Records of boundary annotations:
******

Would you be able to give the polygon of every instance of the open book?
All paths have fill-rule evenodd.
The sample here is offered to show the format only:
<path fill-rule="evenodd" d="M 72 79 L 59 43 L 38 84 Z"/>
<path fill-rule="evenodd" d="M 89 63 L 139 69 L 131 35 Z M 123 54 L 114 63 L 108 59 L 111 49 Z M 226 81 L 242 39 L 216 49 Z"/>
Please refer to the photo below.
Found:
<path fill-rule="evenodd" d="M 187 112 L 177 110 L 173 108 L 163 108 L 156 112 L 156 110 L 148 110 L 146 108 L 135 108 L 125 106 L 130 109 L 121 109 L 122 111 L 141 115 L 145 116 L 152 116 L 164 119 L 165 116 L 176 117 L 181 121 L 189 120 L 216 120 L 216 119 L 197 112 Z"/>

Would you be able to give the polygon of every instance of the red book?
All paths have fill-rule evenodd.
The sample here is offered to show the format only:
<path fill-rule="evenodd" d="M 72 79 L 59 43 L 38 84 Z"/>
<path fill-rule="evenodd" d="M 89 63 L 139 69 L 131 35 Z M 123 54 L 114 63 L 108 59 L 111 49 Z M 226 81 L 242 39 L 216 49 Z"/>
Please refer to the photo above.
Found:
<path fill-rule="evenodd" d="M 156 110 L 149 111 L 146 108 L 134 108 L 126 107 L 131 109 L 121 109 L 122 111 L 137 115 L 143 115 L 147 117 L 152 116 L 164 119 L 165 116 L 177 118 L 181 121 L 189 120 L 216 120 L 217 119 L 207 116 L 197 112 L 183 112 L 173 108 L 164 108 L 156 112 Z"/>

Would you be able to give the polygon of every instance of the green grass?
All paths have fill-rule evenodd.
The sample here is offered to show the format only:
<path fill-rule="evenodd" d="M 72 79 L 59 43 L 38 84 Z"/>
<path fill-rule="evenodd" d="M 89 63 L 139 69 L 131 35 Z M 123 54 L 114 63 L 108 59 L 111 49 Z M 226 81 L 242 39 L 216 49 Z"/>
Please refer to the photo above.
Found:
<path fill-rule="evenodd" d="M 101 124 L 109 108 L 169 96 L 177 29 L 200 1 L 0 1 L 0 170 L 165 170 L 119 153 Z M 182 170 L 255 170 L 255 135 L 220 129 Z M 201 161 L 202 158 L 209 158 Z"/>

******

■ **SET TASK**
Transcribe every line of the records above verbatim.

■ **RESPONSE**
Would you be able to give the polygon of every instance of the open book?
All paths have fill-rule evenodd.
The sample here is offered to show the format only:
<path fill-rule="evenodd" d="M 72 79 L 59 43 L 38 84 Z"/>
<path fill-rule="evenodd" d="M 89 63 L 139 69 L 131 35 Z M 123 54 L 114 63 L 108 59 L 111 49 Z M 226 81 L 242 39 L 216 49 Z"/>
Please refer to the photo below.
Found:
<path fill-rule="evenodd" d="M 187 112 L 177 110 L 173 108 L 163 108 L 156 112 L 156 110 L 148 110 L 146 108 L 135 108 L 125 106 L 130 109 L 121 109 L 122 111 L 141 115 L 145 116 L 152 116 L 164 119 L 165 116 L 176 117 L 181 121 L 189 120 L 216 120 L 216 119 L 197 112 Z"/>

Would you be able to give the polygon of every instance of the red book?
All paths have fill-rule evenodd.
The sample here is offered to show the format only:
<path fill-rule="evenodd" d="M 72 79 L 59 43 L 38 84 Z"/>
<path fill-rule="evenodd" d="M 89 63 L 139 69 L 131 35 Z M 123 54 L 114 63 L 108 59 L 111 49 Z M 226 81 L 242 39 L 216 49 Z"/>
Please refer to the photo above.
Found:
<path fill-rule="evenodd" d="M 156 110 L 149 111 L 146 108 L 134 108 L 126 107 L 131 109 L 121 109 L 122 111 L 137 115 L 143 115 L 147 117 L 152 116 L 164 119 L 165 116 L 177 118 L 181 121 L 189 120 L 216 120 L 217 119 L 207 116 L 197 112 L 183 112 L 173 108 L 164 108 L 156 112 Z"/>

Would you be able to give the polygon of every instance of the green grass?
All paths have fill-rule evenodd.
The sample here is offered to show the format only:
<path fill-rule="evenodd" d="M 72 79 L 59 43 L 38 84 Z"/>
<path fill-rule="evenodd" d="M 89 63 L 139 69 L 131 35 Z M 123 54 L 114 63 L 108 59 L 111 49 Z M 226 81 L 242 39 L 216 49 Z"/>
Please refer to the photo above.
Found:
<path fill-rule="evenodd" d="M 101 124 L 109 108 L 169 96 L 177 29 L 200 1 L 0 1 L 0 170 L 165 170 L 119 153 Z M 182 170 L 255 170 L 255 135 L 220 129 Z M 201 161 L 202 158 L 209 158 Z"/>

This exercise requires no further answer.